Task directions
Set down the records below verbatim, from the line containing "Task: place a pin on each instance of the ornate" through the end of the records, and nothing else.
┄┄┄┄┄┄
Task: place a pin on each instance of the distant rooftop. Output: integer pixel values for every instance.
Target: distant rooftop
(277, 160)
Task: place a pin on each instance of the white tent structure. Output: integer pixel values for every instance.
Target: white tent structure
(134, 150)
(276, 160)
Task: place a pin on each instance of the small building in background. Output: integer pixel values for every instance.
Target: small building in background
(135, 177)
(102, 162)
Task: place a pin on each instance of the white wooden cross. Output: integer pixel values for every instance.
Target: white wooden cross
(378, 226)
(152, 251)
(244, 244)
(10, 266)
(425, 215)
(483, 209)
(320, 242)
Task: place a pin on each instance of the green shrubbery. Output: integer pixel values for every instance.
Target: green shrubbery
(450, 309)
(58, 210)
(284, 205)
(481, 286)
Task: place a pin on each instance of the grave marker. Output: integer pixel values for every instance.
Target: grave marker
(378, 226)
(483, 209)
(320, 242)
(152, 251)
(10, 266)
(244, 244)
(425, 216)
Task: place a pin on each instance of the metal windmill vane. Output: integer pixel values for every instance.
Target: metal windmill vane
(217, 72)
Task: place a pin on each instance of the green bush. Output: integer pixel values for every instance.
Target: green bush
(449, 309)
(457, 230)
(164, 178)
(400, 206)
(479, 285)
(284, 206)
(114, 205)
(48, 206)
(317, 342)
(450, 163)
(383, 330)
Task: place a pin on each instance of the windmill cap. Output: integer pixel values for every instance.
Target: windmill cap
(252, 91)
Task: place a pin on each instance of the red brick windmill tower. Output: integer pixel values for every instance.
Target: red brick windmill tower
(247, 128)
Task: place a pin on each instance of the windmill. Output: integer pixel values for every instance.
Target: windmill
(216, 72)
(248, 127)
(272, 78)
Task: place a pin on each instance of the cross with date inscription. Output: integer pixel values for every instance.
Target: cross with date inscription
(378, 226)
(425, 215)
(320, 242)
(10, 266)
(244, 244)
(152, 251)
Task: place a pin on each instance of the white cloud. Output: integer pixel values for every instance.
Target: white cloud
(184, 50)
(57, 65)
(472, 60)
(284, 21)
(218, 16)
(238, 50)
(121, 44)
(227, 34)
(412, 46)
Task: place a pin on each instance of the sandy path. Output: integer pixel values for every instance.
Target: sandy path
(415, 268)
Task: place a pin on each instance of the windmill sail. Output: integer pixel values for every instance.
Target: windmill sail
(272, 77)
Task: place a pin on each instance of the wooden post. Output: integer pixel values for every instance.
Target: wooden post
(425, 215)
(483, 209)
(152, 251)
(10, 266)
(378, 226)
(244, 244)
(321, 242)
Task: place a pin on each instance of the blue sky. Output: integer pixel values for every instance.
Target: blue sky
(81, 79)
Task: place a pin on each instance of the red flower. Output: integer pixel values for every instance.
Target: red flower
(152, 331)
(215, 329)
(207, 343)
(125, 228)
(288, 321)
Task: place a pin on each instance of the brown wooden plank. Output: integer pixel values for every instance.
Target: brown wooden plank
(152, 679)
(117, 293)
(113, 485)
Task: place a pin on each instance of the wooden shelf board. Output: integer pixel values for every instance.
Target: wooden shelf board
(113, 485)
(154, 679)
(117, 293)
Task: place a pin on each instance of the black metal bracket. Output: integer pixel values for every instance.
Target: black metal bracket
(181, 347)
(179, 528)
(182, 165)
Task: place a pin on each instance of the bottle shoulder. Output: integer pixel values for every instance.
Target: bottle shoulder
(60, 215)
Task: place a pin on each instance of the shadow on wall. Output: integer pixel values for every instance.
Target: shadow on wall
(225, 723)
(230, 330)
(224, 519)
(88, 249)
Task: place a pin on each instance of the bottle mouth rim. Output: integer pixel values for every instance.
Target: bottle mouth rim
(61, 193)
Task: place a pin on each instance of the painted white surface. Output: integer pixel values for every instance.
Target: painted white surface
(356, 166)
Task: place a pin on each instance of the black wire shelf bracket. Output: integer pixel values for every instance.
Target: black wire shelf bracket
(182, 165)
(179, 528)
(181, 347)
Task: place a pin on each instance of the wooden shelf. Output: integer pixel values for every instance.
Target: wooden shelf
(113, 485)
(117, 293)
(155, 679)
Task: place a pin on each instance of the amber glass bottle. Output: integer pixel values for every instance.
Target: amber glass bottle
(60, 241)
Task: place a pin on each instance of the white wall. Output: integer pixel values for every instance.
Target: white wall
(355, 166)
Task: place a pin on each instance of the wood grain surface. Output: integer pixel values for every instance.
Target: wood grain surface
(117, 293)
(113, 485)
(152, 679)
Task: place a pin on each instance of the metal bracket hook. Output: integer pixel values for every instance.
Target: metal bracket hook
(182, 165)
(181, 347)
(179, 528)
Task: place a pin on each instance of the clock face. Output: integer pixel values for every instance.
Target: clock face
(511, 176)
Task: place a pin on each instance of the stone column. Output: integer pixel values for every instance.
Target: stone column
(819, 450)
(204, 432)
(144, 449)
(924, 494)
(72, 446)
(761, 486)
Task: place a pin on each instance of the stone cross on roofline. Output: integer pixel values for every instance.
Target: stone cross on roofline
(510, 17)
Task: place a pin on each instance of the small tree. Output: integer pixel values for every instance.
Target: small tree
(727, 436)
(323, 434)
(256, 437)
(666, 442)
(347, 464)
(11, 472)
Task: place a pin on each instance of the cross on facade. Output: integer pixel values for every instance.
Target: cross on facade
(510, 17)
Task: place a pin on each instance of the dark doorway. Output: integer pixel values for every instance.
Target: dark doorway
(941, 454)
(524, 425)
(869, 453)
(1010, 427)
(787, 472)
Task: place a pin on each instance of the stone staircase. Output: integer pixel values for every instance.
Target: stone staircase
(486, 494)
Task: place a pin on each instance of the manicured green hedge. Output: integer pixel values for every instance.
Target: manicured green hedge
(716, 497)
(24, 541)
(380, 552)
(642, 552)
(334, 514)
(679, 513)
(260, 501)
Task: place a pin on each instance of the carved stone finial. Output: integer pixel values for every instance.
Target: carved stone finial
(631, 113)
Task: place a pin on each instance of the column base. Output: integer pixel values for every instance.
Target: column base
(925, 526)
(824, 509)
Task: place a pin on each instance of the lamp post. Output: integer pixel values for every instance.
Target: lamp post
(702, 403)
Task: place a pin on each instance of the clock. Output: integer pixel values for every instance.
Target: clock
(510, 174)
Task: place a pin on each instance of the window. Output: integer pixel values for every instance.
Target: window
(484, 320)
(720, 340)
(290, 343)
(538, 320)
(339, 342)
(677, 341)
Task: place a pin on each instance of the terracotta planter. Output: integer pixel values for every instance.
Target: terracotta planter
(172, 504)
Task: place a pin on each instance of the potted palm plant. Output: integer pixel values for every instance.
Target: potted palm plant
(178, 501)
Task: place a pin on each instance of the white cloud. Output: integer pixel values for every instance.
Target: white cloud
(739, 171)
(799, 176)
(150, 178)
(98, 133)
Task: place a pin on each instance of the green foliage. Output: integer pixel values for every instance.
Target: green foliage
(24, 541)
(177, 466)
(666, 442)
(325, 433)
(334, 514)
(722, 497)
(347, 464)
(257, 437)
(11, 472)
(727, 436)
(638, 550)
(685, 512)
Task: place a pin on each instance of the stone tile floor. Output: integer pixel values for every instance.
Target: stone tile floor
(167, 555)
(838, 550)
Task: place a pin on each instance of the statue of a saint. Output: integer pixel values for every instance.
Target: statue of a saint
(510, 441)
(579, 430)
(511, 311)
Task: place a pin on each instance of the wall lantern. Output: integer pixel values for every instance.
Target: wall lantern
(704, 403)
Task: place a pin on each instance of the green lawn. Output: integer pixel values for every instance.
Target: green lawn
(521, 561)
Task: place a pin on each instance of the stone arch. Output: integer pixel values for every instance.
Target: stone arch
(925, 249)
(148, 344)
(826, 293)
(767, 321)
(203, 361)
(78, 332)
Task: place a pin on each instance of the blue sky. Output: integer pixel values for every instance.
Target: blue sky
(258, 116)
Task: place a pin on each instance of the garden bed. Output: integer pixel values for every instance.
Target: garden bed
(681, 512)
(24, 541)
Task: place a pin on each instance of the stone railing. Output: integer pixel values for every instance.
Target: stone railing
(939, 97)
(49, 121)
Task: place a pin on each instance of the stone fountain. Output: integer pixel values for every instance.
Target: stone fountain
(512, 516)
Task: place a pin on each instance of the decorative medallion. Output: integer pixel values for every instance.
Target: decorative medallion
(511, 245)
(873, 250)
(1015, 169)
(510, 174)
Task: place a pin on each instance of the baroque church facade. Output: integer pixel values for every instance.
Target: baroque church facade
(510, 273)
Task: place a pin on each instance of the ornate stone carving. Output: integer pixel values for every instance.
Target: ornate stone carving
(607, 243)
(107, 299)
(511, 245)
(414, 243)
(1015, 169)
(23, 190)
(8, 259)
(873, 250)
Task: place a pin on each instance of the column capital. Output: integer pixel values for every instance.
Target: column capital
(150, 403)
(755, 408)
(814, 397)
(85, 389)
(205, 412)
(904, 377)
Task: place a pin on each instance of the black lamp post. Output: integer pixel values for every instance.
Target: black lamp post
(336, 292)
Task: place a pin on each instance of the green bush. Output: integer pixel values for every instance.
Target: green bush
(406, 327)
┄┄┄┄┄┄
Response to the task
Task: place a pin on each instance of the ornate stone carving. Output: integer pixel values for every instance.
Target: ornate stone carving
(607, 243)
(107, 299)
(511, 245)
(414, 243)
(1015, 169)
(23, 190)
(8, 259)
(873, 250)
Task: place a pin on each instance of the column capital. Output: integer pixel values for every instance.
Target: column capital
(150, 403)
(755, 408)
(814, 397)
(85, 389)
(205, 412)
(904, 377)
Task: place a pin on each instance of the black lamp post. Output: integer pixel values for every instance.
Target: black lamp post
(336, 292)
Task: place a pin on each instance of the green bush. Output: integer pixel values for every instance.
Target: green bush
(406, 327)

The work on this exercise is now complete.